Posted Sep 2, 2011 18:54 UTC (Fri) by dlang (guest, #313) [Link] (1 responses)

I actually see what the kernel.org folks are doing as one of the best examples of dealing with a compromise that I've seen.

as for your objection that they are running commands on the system to track the extent of the problem, that is something that they pretty much must do, having a spare system with those sort of specs laying around just in case it's needed isn't practical (the thing holds 66 drives for crying out loud, that's _expensive_ and there is a good case to be made for keeping all of that expensive hardware that's been donated in use rather than just sitting around.

they have said that as far as they can tell the git repository has not been tampered with (and they say how they know that), so if you downloaded via git and compiled, you should be good.

it's not just assuming that the filesystem hasn't been changed, it's also the fact that all of the people who pull through the git interface (that you are saying may send trojened source) are automatically doing checks on the data.

yes it's theoretically possible to backdoor git so that it sends valid data to some people and invalid data to other people, but since the git transport layer isn't encrypted, it would be far easier to do this via a man-in-the-middle attack on your network than it would be to compromise kernel.org to do this for you.

kernel.org compromised

Posted Sep 5, 2011 11:53 UTC (Mon) by hein.zelle (guest, #33324) [Link]

> yes it's theoretically possible to backdoor git so that it sends valid
> data to some people and invalid data to other people, but since the git
> transport layer isn't encrypted, it would be far easier to do this via a
> man-in-the-middle attack on your network than it would be to compromise
> kernel.org to do this for you.

As long as we're looking at the theoretical possibilities (can you be 100% sure you're not compromised), that argument doesn't really matter. Also, if the aim is to infect a large number of machines with a modified kernel, it certainly would make sense to use a backdoor in git on the server, instead of using a man-in-the-middle attack on a local network.

In this case I personally would be fine with running that kernel and trusting the research of the kernel.org sysadmins. However, for systems with truly critical security levels, I can imagine that's not acceptable.

◆ DATA SUPPLIED:
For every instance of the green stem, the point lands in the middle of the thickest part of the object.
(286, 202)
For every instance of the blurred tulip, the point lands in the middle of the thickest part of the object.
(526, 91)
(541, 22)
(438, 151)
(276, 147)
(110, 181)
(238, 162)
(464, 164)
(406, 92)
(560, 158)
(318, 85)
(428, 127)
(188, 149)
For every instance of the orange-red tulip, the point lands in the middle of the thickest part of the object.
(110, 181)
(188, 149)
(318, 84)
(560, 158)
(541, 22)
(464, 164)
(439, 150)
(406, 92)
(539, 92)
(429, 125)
--
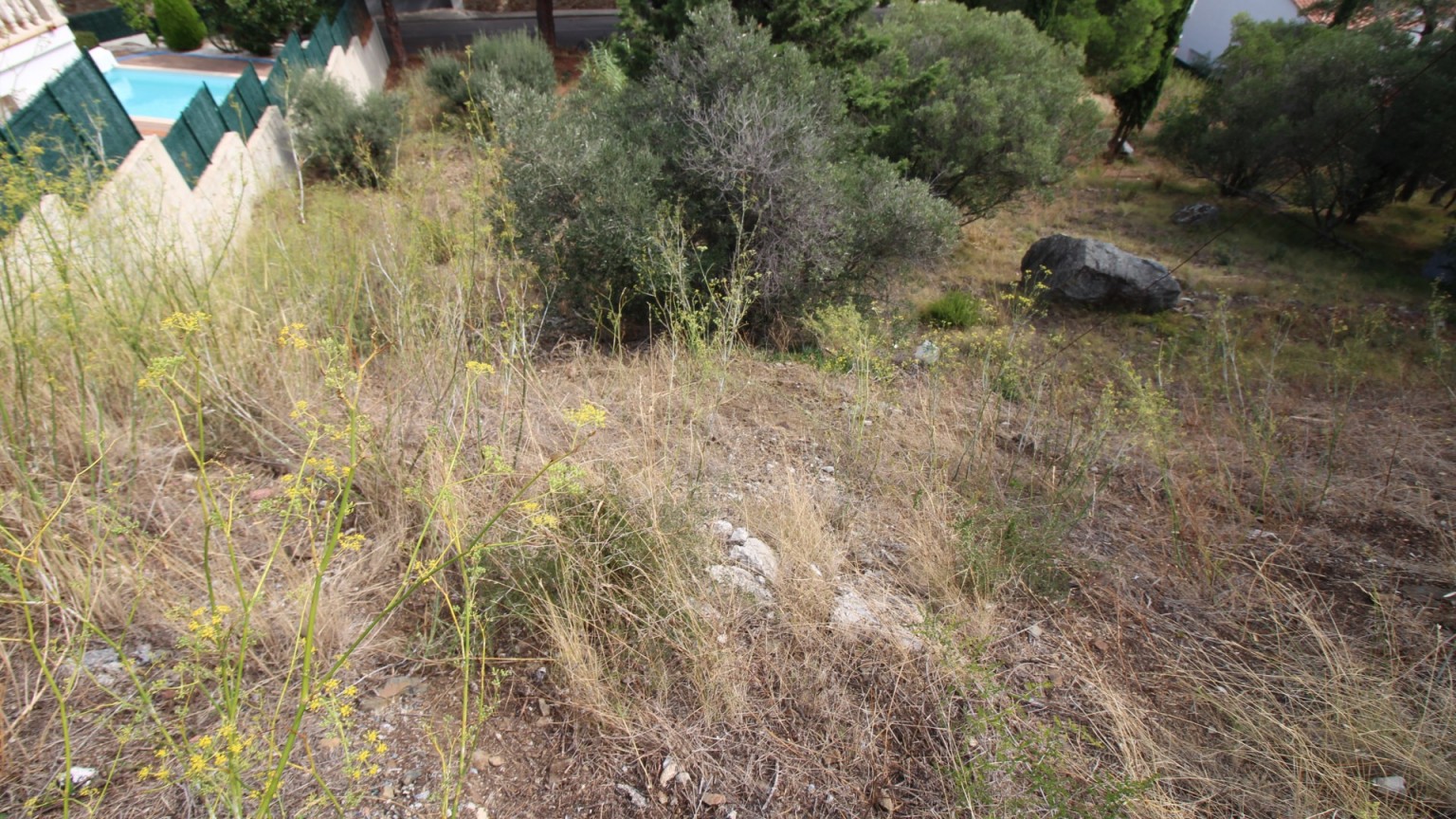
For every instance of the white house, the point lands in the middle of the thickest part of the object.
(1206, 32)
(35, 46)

◆ TASK 1: Could you extract, word for word, the part of the kernel.org compromise thread from "they have said" up to and including "compromise kernel.org to do this for you."?
◆ TASK 2: How would the kernel.org compromise thread go on after its last sentence? Continue it from that point.
The material has nothing to do with the comment thread about the kernel.org compromise.

◆ WRITTEN RESPONSE 1:
they have said that as far as they can tell the git repository has not been tampered with (and they say how they know that), so if you downloaded via git and compiled, you should be good.

it's not just assuming that the filesystem hasn't been changed, it's also the fact that all of the people who pull through the git interface (that you are saying may send trojened source) are automatically doing checks on the data.

yes it's theoretically possible to backdoor git so that it sends valid data to some people and invalid data to other people, but since the git transport layer isn't encrypted, it would be far easier to do this via a man-in-the-middle attack on your network than it would be to compromise kernel.org to do this for you.

◆ WRITTEN RESPONSE 2:
I would certainly start with assuming that someone hacking kernel.org is very clever and came extremely well prepared, if only because they might have been.

Independent sources for checksums or signatures sound like a viable solution (to someone who knows very little about security or checksums). That may be worth implementing for those administrators who truly depend on 100% secure verification. As for not running make before verifying what you downloaded - that definitely sounds like the responsibility of the person downloading and building the kernel.

kernel.org compromised

Posted Sep 3, 2011 5:47 UTC (Sat) by PO8 (guest, #41661) [Link]

A Linux Live CD/DVD is a really nice way to inspect your laptop hard disk without having to remove it. Assuming you trust your BIOS to boot from CD when told to, you can be pretty confident that running from a known-good Live CD is safe. You can then use a checksumming tool to verify that the OS files on your hard disk (including the Linux kernel and its modules) match those on the CD. Assuming this all works out, your laptop is now a trusted platform again. For anything where the Live CD mismatches the hard disk, you can move the files from the hard disk aside and replace them with the ones from the Live CD, usually without compromising the usability of the laptop very much.

Of course the usual bootstrap problems apply. How do you get a known-good Live CD given a compromised laptop? How do you get known-good checksums for configuration files and the like that are necessarily configured for your laptop? You can imagine answers to questions like these; ideally, someone would have worked on these answers for common Linux distros, but I'm not aware of much offhand.